Every entry below should be transcribed exactly; pictures stay out of the copy.

--- Start of ENTRIES SHOWN ---

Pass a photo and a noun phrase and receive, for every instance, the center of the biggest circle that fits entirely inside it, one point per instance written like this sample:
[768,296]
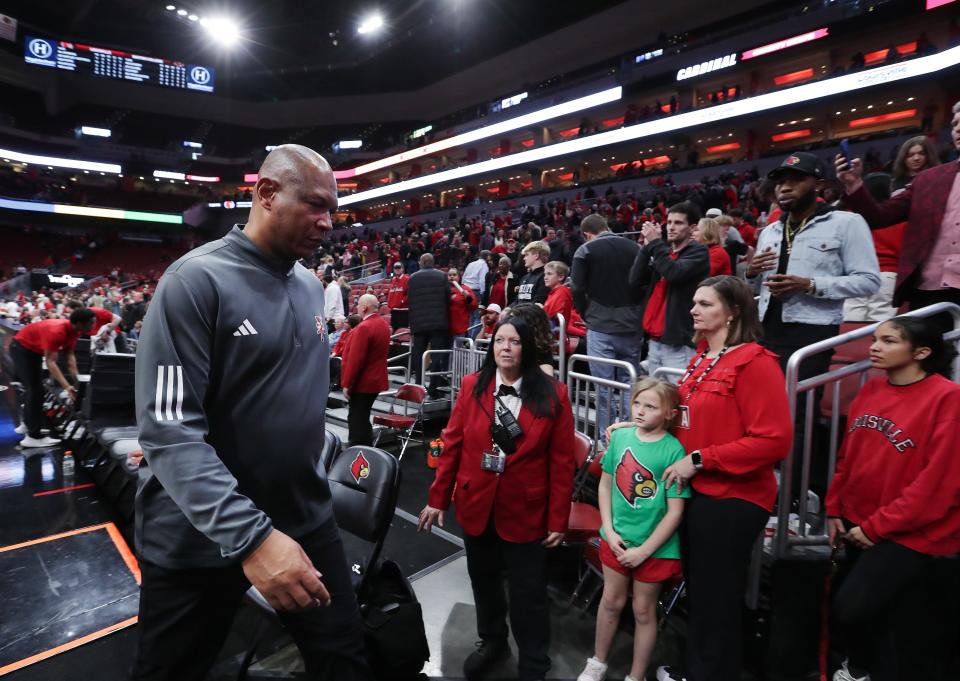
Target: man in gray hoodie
[231,387]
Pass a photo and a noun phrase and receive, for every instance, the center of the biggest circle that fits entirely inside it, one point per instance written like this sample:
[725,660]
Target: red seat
[404,424]
[584,520]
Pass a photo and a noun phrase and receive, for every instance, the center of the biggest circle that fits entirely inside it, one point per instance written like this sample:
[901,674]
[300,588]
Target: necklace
[789,234]
[706,371]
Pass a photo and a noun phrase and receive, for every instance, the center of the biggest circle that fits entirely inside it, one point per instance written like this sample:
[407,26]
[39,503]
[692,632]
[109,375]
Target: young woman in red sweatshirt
[895,501]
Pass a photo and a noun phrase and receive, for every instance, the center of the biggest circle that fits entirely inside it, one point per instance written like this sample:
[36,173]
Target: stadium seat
[403,424]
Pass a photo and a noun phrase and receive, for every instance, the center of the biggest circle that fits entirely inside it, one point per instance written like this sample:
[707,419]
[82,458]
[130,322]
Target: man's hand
[429,517]
[850,176]
[553,540]
[859,538]
[785,284]
[284,575]
[835,531]
[762,262]
[632,558]
[680,472]
[651,232]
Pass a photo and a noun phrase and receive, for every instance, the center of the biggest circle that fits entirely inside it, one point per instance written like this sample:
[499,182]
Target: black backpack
[393,627]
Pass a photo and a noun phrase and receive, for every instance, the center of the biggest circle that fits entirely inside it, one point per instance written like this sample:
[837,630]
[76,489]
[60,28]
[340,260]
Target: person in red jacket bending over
[895,503]
[734,423]
[364,372]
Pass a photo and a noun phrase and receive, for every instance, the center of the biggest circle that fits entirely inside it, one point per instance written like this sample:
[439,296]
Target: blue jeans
[672,356]
[622,346]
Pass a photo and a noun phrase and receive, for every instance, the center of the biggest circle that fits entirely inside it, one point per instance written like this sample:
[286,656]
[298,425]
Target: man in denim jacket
[808,263]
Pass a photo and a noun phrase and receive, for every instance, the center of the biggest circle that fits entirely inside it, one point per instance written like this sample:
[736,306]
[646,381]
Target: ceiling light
[370,24]
[223,30]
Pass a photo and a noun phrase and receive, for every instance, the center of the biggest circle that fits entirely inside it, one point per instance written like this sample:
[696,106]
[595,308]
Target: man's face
[301,212]
[796,191]
[678,229]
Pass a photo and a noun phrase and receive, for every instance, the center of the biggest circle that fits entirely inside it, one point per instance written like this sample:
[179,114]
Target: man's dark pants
[185,616]
[28,366]
[358,418]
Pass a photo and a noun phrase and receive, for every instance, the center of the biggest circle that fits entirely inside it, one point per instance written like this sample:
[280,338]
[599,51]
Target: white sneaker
[844,674]
[669,674]
[29,442]
[594,671]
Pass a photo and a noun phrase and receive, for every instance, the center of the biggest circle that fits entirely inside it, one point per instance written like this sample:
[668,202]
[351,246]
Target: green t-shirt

--- End of ENTRIES SHOWN ---

TASK SOLUTION -
Pass a photo and a noun phrase and receive, for every instance, the center of the biggest circle that fits entirely inside it, one point per instance written like this sample:
[768,296]
Target: man in gray hoodie
[231,387]
Pass a photo and a noun phrase and receive, for every instance, the center of the biggest circle that fits entirely inside it, one point per instance written like this sample:
[725,660]
Target: red seat
[404,424]
[584,520]
Pass a photo and a noun phrase and receive, for every instance, the center of the biggest circle that fits entirely inside it, one point per instance written like this sample:
[901,674]
[300,588]
Target: necklace
[789,234]
[706,371]
Pass a photo and a noun phrase and receive, for every instance, the center of the biggest circle that fits entirely inside it, one point per instance written like this sample:
[407,26]
[39,503]
[692,632]
[109,375]
Target: young woman in red sweatshirt
[895,501]
Pass a photo and a noun phrase and receive, for every instance, the center of the biggest circle that fits entirely inside it, one point per instance written like this sample:
[36,173]
Target: stadium seat
[403,424]
Pass a photo and a noun phrase and receive, for every instance, the center of the biggest circle that fits entirely inside it, one point per instance written like this sample:
[707,419]
[82,458]
[130,322]
Target: man's hand
[429,517]
[850,176]
[553,540]
[859,538]
[785,284]
[284,575]
[835,531]
[762,262]
[632,558]
[680,472]
[651,232]
Pass a photo and a noun phrase and receive, for every instance, the center of the biggest circle that fits entirely inside it, one point per instance written like this sample:
[499,182]
Target: black backpack
[393,627]
Pass a photo and a noun phrase and receive, for every instance, the center of the biggest circle that fits entirely inside it, one point per instance written like this sample:
[837,630]
[76,489]
[60,28]
[340,260]
Target: person in red jacket bending over
[895,503]
[734,423]
[364,372]
Pass a photo and a noun phrase and receive, for every instance, the center of the biggest circle that fits entirely inside it, one point per instance written like this sample:
[439,296]
Target: blue jeans
[672,356]
[622,346]
Pass a photo and a noun phrase and receive, for every instance, the center of the biggest circle that fits entirely inside it, one point per instance written like this sample:
[286,656]
[298,425]
Target: man in denim jacket
[808,263]
Pass a photo and a noun phrase and receive, for every instance, the center of the biggest circle that fits entirely inside it, one point per instance written like this sample:
[736,306]
[646,381]
Target: ceiling light
[370,24]
[223,30]
Pass a photo and a noun phrase and receive, for every instance, the center of the biggest circle that fits entirely inside it, one point per instance written like this sample:
[696,106]
[595,308]
Target: man's face
[301,212]
[796,191]
[678,229]
Pass a photo and a noun phrase and receive, for every instance, the center of the biggest circle that fits entirely inside it, one point per instance written like this sample:
[179,114]
Target: man's dark pants
[185,616]
[28,366]
[358,418]
Pass a photo and a noun phrase and receive, for every instance, the center of the biggest circle that fits entirely inside it, one point per instance written like this sample:
[280,338]
[599,51]
Target: white sneaker
[844,674]
[669,674]
[29,442]
[594,671]
Pass a photo and a noun phrase and receive, for every instance, the center of the biggest circle that fits entirely inside it, one point per instance written like this sample:
[668,202]
[351,246]
Target: green t-shirt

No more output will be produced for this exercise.